[Records from a point labeling set]
————————
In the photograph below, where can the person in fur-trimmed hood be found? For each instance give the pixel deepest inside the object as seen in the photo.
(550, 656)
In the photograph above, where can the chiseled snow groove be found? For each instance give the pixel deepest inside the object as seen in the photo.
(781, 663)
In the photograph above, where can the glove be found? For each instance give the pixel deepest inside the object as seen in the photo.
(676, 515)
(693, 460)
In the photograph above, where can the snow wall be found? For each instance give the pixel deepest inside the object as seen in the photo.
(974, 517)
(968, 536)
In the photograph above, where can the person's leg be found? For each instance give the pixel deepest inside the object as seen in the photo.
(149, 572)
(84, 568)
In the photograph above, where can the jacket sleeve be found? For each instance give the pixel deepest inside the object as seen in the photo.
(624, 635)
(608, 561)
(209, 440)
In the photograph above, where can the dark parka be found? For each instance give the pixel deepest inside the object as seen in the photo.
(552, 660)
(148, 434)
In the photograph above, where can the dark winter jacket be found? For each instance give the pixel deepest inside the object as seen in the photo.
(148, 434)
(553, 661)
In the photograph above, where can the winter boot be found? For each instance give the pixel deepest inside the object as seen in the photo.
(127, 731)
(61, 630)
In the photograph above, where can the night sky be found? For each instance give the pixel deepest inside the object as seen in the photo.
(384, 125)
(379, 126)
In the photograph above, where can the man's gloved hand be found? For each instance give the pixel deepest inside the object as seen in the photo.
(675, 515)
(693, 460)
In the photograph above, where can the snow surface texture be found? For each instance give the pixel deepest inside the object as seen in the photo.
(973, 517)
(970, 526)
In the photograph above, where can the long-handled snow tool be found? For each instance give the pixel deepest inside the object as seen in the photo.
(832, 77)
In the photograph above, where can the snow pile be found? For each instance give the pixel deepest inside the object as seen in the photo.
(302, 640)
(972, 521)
————————
Task – Copy the records verbatim, starting with the line that contains "In the photograph above, where can the night" and continuing through the end of the records.

Reply to the task –
In the photograph above, where can the night sky be found? For each instance give the pixel deepest inside the object as seen in the photo.
(384, 125)
(379, 126)
In the photograph above, where can the man's gloved hand be found? For each instance give the pixel deepest inside the object as seen in the photo.
(675, 515)
(693, 460)
In the photograph above, where can the snow surface texture be found? For each instance give the pixel deepest inside the object as seen in the photo.
(973, 517)
(970, 526)
In the photograph above, where can the long-handled snow tool be found? For each instance give the pixel deepest inside the object as seen in the photo.
(832, 77)
In the photograph above, where can the snow pile be found? For each instance give the pixel deepest inside the object as seen in the photo.
(302, 640)
(972, 521)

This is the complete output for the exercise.